**Requirement:** Reproduce all of the items below, swapping each occurrence of "outline" for "boundary" and leaving everything else as it is.
----- Data supplied
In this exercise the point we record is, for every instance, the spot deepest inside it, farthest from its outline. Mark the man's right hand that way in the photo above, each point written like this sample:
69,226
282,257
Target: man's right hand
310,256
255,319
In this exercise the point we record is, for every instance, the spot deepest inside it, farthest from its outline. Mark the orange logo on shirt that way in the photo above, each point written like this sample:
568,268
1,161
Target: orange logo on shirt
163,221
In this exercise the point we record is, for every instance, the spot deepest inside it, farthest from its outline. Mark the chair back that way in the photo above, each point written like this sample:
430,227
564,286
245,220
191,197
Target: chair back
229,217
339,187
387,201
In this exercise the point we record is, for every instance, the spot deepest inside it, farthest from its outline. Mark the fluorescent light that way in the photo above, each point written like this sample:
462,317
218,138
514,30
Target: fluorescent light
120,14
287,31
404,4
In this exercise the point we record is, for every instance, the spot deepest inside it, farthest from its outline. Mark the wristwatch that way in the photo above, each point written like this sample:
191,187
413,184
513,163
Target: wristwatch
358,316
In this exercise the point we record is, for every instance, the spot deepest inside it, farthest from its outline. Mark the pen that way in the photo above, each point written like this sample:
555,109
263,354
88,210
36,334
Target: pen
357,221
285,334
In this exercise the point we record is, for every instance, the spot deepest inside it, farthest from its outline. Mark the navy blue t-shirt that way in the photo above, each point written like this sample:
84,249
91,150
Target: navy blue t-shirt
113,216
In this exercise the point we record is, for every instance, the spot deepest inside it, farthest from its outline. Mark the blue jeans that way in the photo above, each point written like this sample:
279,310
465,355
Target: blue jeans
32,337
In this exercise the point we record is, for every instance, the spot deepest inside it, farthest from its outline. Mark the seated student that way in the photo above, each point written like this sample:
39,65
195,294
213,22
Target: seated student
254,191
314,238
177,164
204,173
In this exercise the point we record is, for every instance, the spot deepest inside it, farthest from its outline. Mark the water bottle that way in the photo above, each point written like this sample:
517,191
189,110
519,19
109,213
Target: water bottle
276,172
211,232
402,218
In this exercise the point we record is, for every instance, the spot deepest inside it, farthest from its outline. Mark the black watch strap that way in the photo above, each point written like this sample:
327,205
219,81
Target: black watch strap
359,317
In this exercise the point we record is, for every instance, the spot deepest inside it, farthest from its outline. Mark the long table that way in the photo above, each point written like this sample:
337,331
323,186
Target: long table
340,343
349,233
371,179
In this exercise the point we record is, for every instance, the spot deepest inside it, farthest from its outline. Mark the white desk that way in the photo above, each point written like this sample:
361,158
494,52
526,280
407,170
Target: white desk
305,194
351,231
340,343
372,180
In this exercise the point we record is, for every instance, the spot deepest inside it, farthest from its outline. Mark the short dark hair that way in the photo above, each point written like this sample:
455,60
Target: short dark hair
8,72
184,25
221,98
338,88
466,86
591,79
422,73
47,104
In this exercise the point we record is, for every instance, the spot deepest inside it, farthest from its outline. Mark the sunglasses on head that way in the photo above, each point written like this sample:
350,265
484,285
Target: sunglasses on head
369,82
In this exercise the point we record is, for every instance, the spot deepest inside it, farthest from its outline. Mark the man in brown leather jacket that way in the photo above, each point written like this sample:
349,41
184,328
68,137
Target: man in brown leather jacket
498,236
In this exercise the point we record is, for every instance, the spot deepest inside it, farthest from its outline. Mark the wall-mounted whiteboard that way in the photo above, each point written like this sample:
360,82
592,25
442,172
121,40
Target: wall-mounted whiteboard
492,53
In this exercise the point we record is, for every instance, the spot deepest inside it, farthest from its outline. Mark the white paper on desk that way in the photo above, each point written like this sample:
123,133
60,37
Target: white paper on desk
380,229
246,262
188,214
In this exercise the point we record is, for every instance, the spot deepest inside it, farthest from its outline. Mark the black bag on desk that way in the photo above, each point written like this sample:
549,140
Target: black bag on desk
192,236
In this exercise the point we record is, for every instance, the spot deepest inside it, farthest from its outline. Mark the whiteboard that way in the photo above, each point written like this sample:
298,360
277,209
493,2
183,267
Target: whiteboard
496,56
----------
**Output:**
In this exercise the point we record is, for every instance, the spot deepest inside it, farthest from its boundary. Mark the man's right hand that way in the photo above, each point written like this sample:
69,226
282,257
Target: man's right hand
310,256
255,319
In this exercise the point we record is, for every instance, the spot deepest inside it, farthest from its boundary. Mark the orange logo on shirt that way in the photo above, each point written like this sample:
568,268
1,161
Target: orange logo on shirt
163,221
In this exercise the point we record is, for every instance, the spot deepest inside it, farthest from its boundary. Mark the chair back that way in the photo above, each point written like this sample:
430,227
564,286
245,220
191,197
Target: chair back
229,217
339,187
387,201
In this exercise the point we record is, for every instance, the spot deepest inside it, farthest from its boundary. Mark the fluorescent light that way in the photo above, each point written like this sample:
462,317
218,138
514,30
Target: fluorescent light
120,14
287,31
404,4
In this exercise the point we record is, for every instance, the spot deepest inside it, farthest from its boundary. Mark the wristwatch that way in the photo above, each point written like this sample:
191,187
413,184
513,163
Target: wristwatch
358,316
In this exercise the point we record is, for every instance, the spot deepest inside it, farthest from its boundary. Mark the pen that way in the photo above, each point written like this sample:
555,109
263,354
88,210
36,334
Target: pen
357,221
285,334
In this exercise the point we record is, for every instance, the spot deepest inside it, farthest from its boundary. Mark the navy blue t-shirt that way in the photo above, each point written like this sample:
84,249
91,150
Target: navy blue t-shirt
113,216
In this exercise the point we record is, for every instance, the spot deepest inside it, farthest from its boundary. Mark the blue jeans that way in the photo above, each point written like this sample:
279,310
465,355
Target: blue jeans
32,337
In this exercise the point we record is, for every instance, the spot deepest inside it, farthest from its boundary. Mark the seated student that way in the photo above, each point written like this sample:
39,65
195,294
213,22
Target: seated student
254,191
314,238
177,164
204,173
In this exercise the point we record is, for every instance, the spot deepest inside it, farthest from its boundary. Mark the water bottle that way in the photo above, each point written like this sample:
517,191
189,110
519,19
109,213
Target: water bottle
276,172
211,232
402,218
In this exercise the point we record is, for every instance, the spot deepest inside it, farthest from its boundary. Mark the black watch strap that way in the photo above, each point written like this sample:
327,205
219,81
Target: black watch strap
359,317
In this exercise the point we record is, for every instance, the spot deepest inside it, farthest from its boundary. Mark the long table that way in the photo above, each point written like this sample:
337,331
323,186
Target: long table
340,343
349,233
371,179
In this exercise the point we record is, for every instance, the spot deepest inside it, farthest from its boundary. Mark the white desk that way in the photo above, each point written like this sample:
361,158
494,52
526,280
407,170
Target: white desk
305,194
351,231
340,343
372,180
In this exercise the point we record is, for every instance, the spot deepest inside it, farthest from its boundary. Mark the short dark hair that way in the photo above, each point written like this sample:
455,60
Target: short dark hair
8,72
184,25
221,98
338,88
466,86
591,79
422,73
47,104
In this exercise the point we record is, for every instance, the spot deepest inside it, farthest from its boundary. Mark the sunglasses on head that way in the photo above, each point written like this sample:
350,265
484,285
Target: sunglasses on head
369,82
In this exercise the point we record is, for every instance, the spot deepest inside it, farthest from its boundary. Mark the man in brown leather jacket that way in the photo above, each point written like this sample:
349,41
184,328
68,137
Target: man in brown leather jacket
498,236
In this exercise the point we record is, for every instance, the spot deepest inside it, farthest from its boundary. Mark the wall-mounted whiteboard that way in the photo above, each point written like this sample:
360,82
592,25
442,172
121,40
Target: wall-mounted whiteboard
492,53
In this exercise the point we record is, for every instance, the spot deepest inside it, farthest from its boundary. Mark the white paper on desk that way in the photo above, each point written like this sample:
123,133
60,37
Target: white paper on desk
380,229
246,262
188,214
In this exercise the point we record is, for every instance, the spot deepest inside it, farthest from its boundary. Mark the black bag on desk that way in the photo above, each point written like this sample:
549,140
Target: black bag on desk
192,236
In this exercise the point we record is, for every instance, the spot deepest inside it, farthest from its boundary. Mark the whiteboard that way in the photo above, each point written like this sample:
298,360
277,209
493,2
183,267
Target: whiteboard
496,56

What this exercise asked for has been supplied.